Rewrite the data below, replacing "fill-rule evenodd" with "fill-rule nonzero" and keeping everything else the same. Leave the pictures out.

• [Provided entries]:
--- Start ---

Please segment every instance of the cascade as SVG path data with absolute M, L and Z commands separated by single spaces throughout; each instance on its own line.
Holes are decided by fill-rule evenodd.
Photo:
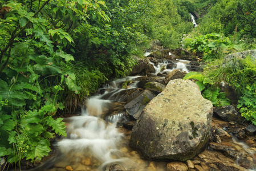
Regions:
M 192 23 L 194 25 L 194 27 L 197 27 L 198 25 L 197 24 L 196 22 L 196 19 L 194 19 L 194 15 L 192 15 L 192 14 L 189 13 L 190 15 L 191 21 L 192 22 Z
M 186 67 L 188 62 L 176 60 L 174 68 L 166 69 L 169 62 L 159 61 L 157 66 L 154 65 L 156 71 L 152 75 L 168 74 L 174 68 L 188 72 Z M 67 166 L 74 170 L 167 170 L 166 162 L 157 162 L 156 165 L 155 161 L 144 161 L 128 146 L 131 131 L 118 126 L 119 120 L 127 119 L 125 112 L 119 110 L 114 113 L 111 111 L 114 103 L 124 108 L 124 104 L 116 101 L 119 100 L 113 99 L 119 99 L 117 97 L 124 91 L 137 88 L 138 77 L 141 76 L 127 76 L 103 85 L 87 100 L 80 115 L 65 119 L 67 136 L 55 145 L 58 155 L 34 170 L 59 170 L 62 167 L 68 170 Z M 131 84 L 127 89 L 121 88 L 121 85 L 127 81 Z M 113 166 L 124 169 L 111 170 Z

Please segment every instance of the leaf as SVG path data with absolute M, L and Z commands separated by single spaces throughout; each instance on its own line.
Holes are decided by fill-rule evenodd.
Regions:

--- End ---

• [Output for this task]:
Please segment every instance of the cascade as SVG path data with absolute M, L and Z commands separated by single spaces throughout; each instance on its own line.
Holes are decided by fill-rule nonzero.
Photo:
Regions:
M 192 23 L 194 25 L 194 27 L 197 27 L 198 25 L 197 24 L 196 22 L 196 19 L 194 19 L 194 15 L 192 15 L 192 14 L 189 13 L 190 15 L 191 21 L 192 22 Z
M 186 67 L 188 62 L 176 60 L 174 68 L 166 69 L 169 62 L 159 61 L 157 66 L 154 65 L 156 71 L 152 75 L 168 74 L 174 68 L 188 72 Z M 67 166 L 74 170 L 167 170 L 166 162 L 157 162 L 156 165 L 155 161 L 144 161 L 128 146 L 131 131 L 118 126 L 119 120 L 127 119 L 125 112 L 119 110 L 114 113 L 111 111 L 114 103 L 124 108 L 124 104 L 116 101 L 119 100 L 113 99 L 119 99 L 117 97 L 124 91 L 137 88 L 138 77 L 141 76 L 127 76 L 103 85 L 87 100 L 80 115 L 65 119 L 67 136 L 55 145 L 58 155 L 34 170 L 59 170 L 62 167 L 68 170 Z M 131 84 L 127 89 L 121 88 L 121 85 L 127 81 Z M 113 166 L 124 169 L 111 170 Z

Please segment every instance of the leaf as SVG path data with absolute M, L and Z commands separated by single spaces throughout; each instance on its own line.
Holes are decided by fill-rule nonzero.
Regions:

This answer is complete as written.